South Africa's governing African National
Congress has been defeated by the opposition
Democratic Alliance in local polls in the capital
Pretoria.
The DA took 43% of the vote compared with the
ANC's 41% in Tshwane, the municipality that
includes Pretoria.
The DA will need to form a coalition in order to
secure control there.
In the country's largest city, Johannesburg, the
ANC beat the DA but fell short of an outright
majority, with 44% of the vote.
The ANC has also lost Nelson Mandela Bay
metropolitan area in the Eastern Cape, which
includes Port Elizabeth, to the DA.
End of racial politics?
It is the ANC's worst electoral performance since
it was elected to power at the end of apartheid
and the replacement of white minority rule by
democracy in 1994, and the first time since then
that it has lost control of the capital.
The DA has won 93 seats in Tshwane while the
ANC is second with 89 seats in the 214-seat
municipal council.
Click to see content: SApolls
Observers say a host of corruption scandals and
internal party squabbles are to blame for the
ANC's decline.
The South African economy has stagnated since
2008's global financial crisis, and the country has
one of the highest rates of economic inequality in
the world.
Revelations that upgrades to President Jacob
Zuma's private home were funded with $20m of
public money caused an outcry. The
Constitutional Court recently instructed Mr Zuma
to reimburse the state $507,000.
ANC's influence in decline: Milton Nkosi, BBC
News, South Africa
The municipal election result is probably the
biggest wake-up call the governing ANC has
received since it ushered in democracy in South
Africa in 1994.
Clearly the ANC still commands huge support
across the country but that support is waning. It
can no longer take it for granted that the black
majority will blindly follow it.

*RAW DATA*
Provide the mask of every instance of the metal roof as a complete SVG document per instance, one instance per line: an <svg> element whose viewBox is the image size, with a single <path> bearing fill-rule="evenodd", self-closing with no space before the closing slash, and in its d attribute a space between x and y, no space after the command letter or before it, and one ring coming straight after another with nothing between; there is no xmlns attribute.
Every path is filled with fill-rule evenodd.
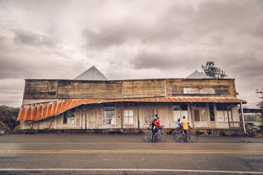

*WRITTEN PROBLEM A*
List every percentage figure that appears in the election article.
*WRITTEN PROBLEM B*
Using the election article, say whether each statement agrees with it: (i) The ANC won an outright majority in Johannesburg. (ii) The Tshwane municipal council has 214 seats. (iii) The Constitutional Court told Mr Zuma to reimburse the state $20m.
*WRITTEN PROBLEM C*
Carry on the election article, picking up after its final sentence.
The data has no connection to the election article.

*WRITTEN ANSWER A*
43%, 41%, 44%

*WRITTEN ANSWER B*
(i) No: "the ANC beat the DA but fell short of an outright majority, with 44% of the vote"
(ii) Yes: "the 214-seat municipal council"
(iii) No: "The Constitutional Court recently instructed Mr Zuma to reimburse the state $507,000"

*WRITTEN ANSWER C*
A good example is in the Nelson Mandela Bay
municipality, won by the DA, which has a rich
history of anti-apartheid struggle. Its new DA
mayor is Athol Trollip, who is white.
Twenty-two years after the end of apartheid,
black people are now voting on issues and not on
race. Mr Trollip, who speaks fluent Xhosa, would
not be where he is if the vast majority of black
people had not voted for him.
The party of late President Mandela, the icon of
the struggle against apartheid, still commands
strong support with about 54% of the national
vote.
The DA has received about 27%, while the radical
Economic Freedom Fighters party - contesting
local elections for the first time - has taken about
8%.
The DA's leader, 36-year-old Mmusi Maimane,
told reporters: "For far too long, the ANC has
governed South Africa with absolute impunity."
He added that the idea that his party - which has
its roots in the non-ANC opposition to apartheid -
was a white one had been "completely shattered".
The ANC said it would "reflect and introspect
where our support has dropped".
In a brief address before the final results were
announced, 74-year-old President Zuma praised
the conduct of a vote he called largely peaceful,
free and fair.
"Our democracy is maturing," he said. "Let us get
back to work and build our country together."